◆ **What you will do**:
#1 Answer these from the wattleseed pudding article:
(a) How many seasons are in the Nyoongar calendar?
(b) Which months make up the Makuru season?
(c) Which business worked on the six recipes?
#2 In the wattleseed pudding article, take the stretch from "We’ve teamed up" through "local wattleseed. Yum!" and swap "coldest" for "chilliest".
#3 Carry on the wattleseed pudding article from where it stops.

◆ **Article**:
Six Seasons: Wattleseed Chocolate Pudding

Did you know the calendar of the South West’s Nyoongar people includes six different seasons? Birak, Bunuru, Djeran, Makuru, Djilba and Kambarang all reflect the changes in the natural world that come with the passing of time over a year, and each is traditionally used as a guide to what to harvest and where to move across the land.

We’ve teamed up with our friends at Fremantle’s Lighthouse Baking to bring you six recipes that each fit with a Nyoongar season – helping you observe the seasons with something delicious and truly timely. June and July are known as the Makuru season – traditionally the coldest and wettest time, as well as the season of fertility. It was a period when people moved inland as cold weather and rains drove them away from the coast and, as waterways filled, they were able to move easily around their country. Now able to eat from the land rather than the sea, their harvests included native wattleseed – a staple in the diet of Indigenous Australians for thousands of years, and a delightful addition to this warming recipe for a self-saucing pudding with local wattleseed. Yum!

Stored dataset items
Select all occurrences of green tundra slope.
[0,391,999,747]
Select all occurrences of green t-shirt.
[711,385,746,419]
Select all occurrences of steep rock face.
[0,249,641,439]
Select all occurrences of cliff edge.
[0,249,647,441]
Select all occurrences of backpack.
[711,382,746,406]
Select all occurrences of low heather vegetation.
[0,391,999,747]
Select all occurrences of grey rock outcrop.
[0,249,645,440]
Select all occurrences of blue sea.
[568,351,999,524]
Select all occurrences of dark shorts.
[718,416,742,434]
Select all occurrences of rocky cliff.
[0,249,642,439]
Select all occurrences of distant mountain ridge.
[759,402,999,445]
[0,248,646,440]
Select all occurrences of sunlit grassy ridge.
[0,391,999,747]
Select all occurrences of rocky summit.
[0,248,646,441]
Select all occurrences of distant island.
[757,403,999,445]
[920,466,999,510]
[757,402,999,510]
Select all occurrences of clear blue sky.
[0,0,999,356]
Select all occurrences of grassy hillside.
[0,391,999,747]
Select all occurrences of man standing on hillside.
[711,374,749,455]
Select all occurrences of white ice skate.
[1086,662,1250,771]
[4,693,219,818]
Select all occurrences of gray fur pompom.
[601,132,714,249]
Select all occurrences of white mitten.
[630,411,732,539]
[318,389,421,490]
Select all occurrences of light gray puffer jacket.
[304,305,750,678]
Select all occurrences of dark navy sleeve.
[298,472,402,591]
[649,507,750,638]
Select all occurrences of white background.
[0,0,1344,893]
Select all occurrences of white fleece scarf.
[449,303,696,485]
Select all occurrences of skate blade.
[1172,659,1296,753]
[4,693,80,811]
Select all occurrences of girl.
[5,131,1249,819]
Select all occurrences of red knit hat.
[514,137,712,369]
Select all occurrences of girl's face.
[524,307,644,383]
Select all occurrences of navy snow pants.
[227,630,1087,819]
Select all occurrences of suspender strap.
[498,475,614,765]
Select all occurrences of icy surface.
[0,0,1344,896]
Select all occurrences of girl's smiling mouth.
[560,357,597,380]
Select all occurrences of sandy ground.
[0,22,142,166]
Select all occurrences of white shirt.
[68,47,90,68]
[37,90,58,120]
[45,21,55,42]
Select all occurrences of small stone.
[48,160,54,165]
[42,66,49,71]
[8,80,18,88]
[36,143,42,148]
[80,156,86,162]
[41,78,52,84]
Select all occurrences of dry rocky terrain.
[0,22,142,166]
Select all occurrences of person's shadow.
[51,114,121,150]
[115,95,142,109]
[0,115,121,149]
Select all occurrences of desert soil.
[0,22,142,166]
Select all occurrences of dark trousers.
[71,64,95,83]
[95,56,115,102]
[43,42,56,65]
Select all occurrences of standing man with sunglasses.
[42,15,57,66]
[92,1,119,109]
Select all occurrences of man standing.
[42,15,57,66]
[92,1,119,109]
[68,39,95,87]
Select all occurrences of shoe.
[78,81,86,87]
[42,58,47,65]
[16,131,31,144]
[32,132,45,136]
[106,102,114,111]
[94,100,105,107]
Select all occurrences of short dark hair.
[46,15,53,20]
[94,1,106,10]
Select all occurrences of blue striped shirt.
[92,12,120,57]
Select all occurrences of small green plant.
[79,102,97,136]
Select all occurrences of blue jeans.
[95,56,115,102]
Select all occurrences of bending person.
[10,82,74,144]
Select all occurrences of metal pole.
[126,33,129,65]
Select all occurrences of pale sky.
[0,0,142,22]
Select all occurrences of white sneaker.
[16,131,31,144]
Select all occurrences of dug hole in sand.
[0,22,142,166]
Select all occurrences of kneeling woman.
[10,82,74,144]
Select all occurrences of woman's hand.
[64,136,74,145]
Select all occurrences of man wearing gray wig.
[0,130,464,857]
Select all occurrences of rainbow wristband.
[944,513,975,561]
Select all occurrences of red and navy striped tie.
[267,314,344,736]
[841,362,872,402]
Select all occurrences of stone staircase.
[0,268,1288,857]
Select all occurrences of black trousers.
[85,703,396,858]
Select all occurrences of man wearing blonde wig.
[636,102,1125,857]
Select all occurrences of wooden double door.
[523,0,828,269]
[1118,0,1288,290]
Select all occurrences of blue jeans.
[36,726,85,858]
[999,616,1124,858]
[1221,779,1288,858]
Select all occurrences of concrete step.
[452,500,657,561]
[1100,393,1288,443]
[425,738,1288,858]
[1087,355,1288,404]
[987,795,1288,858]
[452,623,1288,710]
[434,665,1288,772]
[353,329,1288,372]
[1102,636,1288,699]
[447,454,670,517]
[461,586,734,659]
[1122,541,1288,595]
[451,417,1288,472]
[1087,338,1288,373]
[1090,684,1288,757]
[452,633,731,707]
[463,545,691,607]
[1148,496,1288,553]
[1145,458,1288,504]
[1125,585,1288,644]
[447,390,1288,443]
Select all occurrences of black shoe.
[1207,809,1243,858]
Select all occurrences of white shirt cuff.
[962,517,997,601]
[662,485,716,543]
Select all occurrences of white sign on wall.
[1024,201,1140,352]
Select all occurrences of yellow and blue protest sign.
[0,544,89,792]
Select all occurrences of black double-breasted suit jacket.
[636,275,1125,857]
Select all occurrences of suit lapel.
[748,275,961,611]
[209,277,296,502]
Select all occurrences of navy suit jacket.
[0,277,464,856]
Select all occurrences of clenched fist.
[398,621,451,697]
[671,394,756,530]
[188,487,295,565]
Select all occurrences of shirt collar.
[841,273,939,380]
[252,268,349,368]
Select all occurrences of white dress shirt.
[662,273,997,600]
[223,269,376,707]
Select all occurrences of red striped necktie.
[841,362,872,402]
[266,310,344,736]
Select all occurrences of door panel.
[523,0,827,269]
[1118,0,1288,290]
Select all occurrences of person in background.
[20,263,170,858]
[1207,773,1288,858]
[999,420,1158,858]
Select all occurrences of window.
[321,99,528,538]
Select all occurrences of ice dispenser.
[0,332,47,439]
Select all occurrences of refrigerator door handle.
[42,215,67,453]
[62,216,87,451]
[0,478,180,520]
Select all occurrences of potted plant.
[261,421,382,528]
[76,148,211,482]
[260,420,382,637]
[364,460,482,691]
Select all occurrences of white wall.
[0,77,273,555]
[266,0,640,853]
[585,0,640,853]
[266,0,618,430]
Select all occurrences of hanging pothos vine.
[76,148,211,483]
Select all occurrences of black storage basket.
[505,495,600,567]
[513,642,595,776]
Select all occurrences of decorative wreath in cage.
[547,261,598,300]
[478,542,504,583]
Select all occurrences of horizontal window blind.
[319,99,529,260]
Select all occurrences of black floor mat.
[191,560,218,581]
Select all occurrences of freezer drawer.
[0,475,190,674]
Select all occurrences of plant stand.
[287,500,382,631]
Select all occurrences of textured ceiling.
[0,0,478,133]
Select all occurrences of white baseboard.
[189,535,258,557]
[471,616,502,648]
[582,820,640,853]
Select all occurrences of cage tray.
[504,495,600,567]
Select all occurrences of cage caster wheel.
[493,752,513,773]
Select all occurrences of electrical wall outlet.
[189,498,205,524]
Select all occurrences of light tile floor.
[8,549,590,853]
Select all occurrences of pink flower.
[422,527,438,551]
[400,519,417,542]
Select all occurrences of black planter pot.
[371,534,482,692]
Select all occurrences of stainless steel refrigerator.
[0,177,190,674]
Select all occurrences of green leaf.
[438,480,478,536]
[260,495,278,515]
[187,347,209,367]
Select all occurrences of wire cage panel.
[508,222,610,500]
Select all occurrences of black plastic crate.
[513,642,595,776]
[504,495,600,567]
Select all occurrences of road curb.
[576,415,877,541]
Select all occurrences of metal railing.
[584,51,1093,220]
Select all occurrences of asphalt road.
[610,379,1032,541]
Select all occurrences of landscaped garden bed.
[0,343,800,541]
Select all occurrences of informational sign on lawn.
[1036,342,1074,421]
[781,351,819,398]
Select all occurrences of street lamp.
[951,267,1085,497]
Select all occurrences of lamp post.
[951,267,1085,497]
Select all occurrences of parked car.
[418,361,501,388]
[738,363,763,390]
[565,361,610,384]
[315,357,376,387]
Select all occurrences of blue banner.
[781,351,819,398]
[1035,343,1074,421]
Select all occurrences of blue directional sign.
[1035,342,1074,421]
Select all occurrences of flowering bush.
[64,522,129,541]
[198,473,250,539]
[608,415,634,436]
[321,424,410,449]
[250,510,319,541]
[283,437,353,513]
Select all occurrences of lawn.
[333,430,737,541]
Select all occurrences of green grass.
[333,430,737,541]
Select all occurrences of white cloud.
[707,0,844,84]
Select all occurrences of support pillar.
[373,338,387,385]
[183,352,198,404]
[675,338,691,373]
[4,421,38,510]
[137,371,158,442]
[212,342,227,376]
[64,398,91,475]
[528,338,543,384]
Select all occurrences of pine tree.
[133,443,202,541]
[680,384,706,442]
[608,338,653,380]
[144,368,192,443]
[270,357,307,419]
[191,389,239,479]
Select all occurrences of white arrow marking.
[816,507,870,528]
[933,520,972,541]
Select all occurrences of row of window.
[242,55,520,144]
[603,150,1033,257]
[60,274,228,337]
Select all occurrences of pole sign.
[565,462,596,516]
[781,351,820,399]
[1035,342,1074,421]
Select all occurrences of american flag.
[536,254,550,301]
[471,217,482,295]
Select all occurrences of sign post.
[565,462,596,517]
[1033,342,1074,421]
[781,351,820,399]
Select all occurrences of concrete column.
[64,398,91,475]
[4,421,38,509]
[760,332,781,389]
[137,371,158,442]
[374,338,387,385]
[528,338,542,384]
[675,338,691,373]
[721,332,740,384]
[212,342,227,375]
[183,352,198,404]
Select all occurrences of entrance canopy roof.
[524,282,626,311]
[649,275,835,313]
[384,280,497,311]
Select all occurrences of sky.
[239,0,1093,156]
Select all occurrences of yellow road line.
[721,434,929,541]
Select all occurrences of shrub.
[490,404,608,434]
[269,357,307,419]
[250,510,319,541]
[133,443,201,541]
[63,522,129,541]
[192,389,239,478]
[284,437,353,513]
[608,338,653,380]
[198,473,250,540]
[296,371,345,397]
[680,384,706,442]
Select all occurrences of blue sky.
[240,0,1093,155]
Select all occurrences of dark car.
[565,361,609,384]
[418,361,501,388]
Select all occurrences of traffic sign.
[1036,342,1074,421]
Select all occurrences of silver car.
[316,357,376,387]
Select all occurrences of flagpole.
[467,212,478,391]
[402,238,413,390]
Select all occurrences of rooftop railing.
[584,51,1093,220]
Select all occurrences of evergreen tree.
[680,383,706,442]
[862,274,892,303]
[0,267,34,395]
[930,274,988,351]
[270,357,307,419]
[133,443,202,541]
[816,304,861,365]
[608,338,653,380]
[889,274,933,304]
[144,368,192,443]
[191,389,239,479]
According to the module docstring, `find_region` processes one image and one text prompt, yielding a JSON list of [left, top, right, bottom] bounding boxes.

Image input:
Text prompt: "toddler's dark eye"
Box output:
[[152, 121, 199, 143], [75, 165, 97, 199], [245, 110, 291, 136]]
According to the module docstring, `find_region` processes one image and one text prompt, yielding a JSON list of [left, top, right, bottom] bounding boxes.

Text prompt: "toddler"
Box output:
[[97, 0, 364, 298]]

◆ **Answers to the problems**:
#1
(a) Six
(b) June and July
(c) Lighthouse Baking, in Fremantle

#2
We’ve teamed up with our friends at Fremantle’s Lighthouse Baking to bring you six recipes that each fit with a Nyoongar season – helping you observe the seasons with something delicious and truly timely. June and July are known as the Makuru season – traditionally the chilliest and wettest time, as well as the season of fertility. It was a period when people moved inland as cold weather and rains drove them away from the coast and, as waterways filled, they were able to move easily around their country. Now able to eat from the land rather than the sea, their harvests included native wattleseed – a staple in the diet of Indigenous Australians for thousands of years, and a delightful addition to this warming recipe for a self-saucing pudding with local wattleseed. Yum!

#3
Wattleseed and Chocolate Self-Saucing Pudding

Ingredients

2 tbsp wattleseeds, toasted

1 cup (150g) Lighthouse Cake, Sponge & Steamed Bun Self Raising Flour

1 cup (220g) caster sugar

1/2 cup (50g) cocoa powder, plus extra to dust

60g unsalted butter, melted, cooled

1/2 cup (125ml) milk

1/2 tsp vanilla extract

1 egg

500ml (2 cups) boiling water

Vanilla ice cream, to serve

Method

Soak wattleseeds in boiling water for 20 minutes, then drain.

Preheat the oven to 160°C. Grease an 1.5L (6-cup) capacity ovenproof baking dish.

Sift the flour, 1/2 cup (110g) sugar and 1/4 cup (25g) cocoa into a bowl and stir to combine. Make a well in the centre. In a separate bowl, whisk melted butter, milk, vanilla extract and egg. Stir in wattleseeds. Gradually pour into the well, then fold to combine.

Spread mixture evenly into prepared dish. Combine remaining 1/2 cup (110g) sugar and 1/4 cup (25g) cocoa and sprinkle over the top of the pudding. Carefully pour 2 cups (500ml) boiling water over the top of the pudding.

Bake for 30-35 minutes until the top is firm. Stand for 10 minutes to cool slightly.

Dust the warm pudding with extra cocoa and serve immediately with vanilla ice cream.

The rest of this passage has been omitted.